#### PROBLEM TO SOLVE:
Set down exactly the lines from the one containing "of the black" through the last line of the records below, both included, and nothing else.

#### DATA IN THIS EXERCISE:
————————

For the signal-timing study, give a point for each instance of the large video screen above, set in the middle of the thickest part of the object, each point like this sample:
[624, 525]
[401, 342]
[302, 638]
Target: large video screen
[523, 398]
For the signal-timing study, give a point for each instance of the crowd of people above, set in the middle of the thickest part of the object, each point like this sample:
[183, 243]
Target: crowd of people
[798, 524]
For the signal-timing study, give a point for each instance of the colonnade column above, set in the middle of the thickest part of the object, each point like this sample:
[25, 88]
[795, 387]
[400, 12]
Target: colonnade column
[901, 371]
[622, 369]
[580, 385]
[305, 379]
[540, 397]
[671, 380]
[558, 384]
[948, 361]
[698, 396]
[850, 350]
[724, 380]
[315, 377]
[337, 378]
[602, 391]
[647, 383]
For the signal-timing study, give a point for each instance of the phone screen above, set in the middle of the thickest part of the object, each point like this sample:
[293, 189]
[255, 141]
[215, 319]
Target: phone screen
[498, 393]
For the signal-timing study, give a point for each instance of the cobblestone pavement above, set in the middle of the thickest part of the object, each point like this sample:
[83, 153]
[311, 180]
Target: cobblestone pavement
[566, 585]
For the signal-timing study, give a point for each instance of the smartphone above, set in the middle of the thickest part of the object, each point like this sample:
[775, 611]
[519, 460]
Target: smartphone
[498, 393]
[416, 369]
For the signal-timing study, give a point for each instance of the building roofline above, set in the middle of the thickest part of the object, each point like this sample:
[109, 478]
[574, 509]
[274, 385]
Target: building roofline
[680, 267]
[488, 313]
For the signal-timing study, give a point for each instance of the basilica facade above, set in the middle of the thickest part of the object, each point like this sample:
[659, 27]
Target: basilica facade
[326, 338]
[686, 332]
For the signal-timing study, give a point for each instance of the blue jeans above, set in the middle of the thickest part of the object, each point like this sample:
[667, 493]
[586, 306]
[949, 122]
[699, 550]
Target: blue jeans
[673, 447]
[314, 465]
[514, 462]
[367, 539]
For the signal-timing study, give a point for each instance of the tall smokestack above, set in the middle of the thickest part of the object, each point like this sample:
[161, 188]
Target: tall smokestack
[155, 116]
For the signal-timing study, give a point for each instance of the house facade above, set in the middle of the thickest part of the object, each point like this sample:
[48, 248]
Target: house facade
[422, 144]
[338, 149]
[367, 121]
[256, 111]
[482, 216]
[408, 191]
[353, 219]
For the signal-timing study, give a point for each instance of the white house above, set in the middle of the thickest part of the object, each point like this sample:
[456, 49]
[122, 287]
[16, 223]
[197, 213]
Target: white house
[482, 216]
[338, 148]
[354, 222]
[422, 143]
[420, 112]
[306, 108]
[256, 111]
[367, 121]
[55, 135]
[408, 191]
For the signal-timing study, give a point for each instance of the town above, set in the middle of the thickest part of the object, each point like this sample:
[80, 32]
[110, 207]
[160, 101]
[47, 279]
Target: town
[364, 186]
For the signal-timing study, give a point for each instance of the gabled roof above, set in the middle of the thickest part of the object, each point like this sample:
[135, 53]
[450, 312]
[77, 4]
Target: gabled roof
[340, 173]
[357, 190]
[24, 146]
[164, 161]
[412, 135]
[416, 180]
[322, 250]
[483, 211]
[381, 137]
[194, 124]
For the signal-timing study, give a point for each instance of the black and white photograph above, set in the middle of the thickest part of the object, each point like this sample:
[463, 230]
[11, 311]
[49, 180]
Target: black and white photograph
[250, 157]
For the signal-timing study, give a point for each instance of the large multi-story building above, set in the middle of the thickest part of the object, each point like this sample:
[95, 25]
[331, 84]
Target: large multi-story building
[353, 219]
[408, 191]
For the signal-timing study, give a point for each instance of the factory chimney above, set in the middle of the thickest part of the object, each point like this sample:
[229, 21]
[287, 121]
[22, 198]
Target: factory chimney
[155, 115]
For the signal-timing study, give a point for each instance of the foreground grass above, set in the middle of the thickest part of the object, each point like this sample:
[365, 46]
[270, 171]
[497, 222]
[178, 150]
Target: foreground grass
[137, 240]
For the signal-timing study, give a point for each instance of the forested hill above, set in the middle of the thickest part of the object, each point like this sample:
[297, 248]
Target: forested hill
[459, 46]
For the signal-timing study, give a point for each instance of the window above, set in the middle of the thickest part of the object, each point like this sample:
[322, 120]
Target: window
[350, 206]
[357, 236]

————————

#### RESULT OF THE TASK:
For the signal-timing study, give a point for each instance of the black and white photograph above, set in the middle of the thickest part of the object, each point like this sample:
[463, 230]
[11, 311]
[49, 180]
Target: black and white photograph
[250, 157]
For the signal-timing study, give a point for each instance of the large multi-story building above, set in the middle of the thickest part of the object, each point like this sample:
[95, 25]
[331, 84]
Target: large multi-story building
[353, 219]
[408, 191]
For the signal-timing study, give a point for each instance of the factory chimney above, set in the middle of the thickest part of the object, each point like this sample:
[229, 21]
[287, 121]
[22, 198]
Target: factory chimney
[155, 115]
For the signal-timing study, give a point for each instance of the foreground grass above, set in the middle of the thickest part of the object, each point like this sample:
[365, 46]
[270, 171]
[497, 222]
[178, 150]
Target: foreground grass
[137, 240]
For the signal-timing study, give a point for each instance of the forested hill above, set in the middle of the thickest part of the object, each point like this sample:
[297, 248]
Target: forested hill
[459, 46]
For the signal-timing study, give a point for each instance of the window above, set in the middle of the thickest part of the object, each point like this sample:
[322, 120]
Target: window
[350, 206]
[357, 236]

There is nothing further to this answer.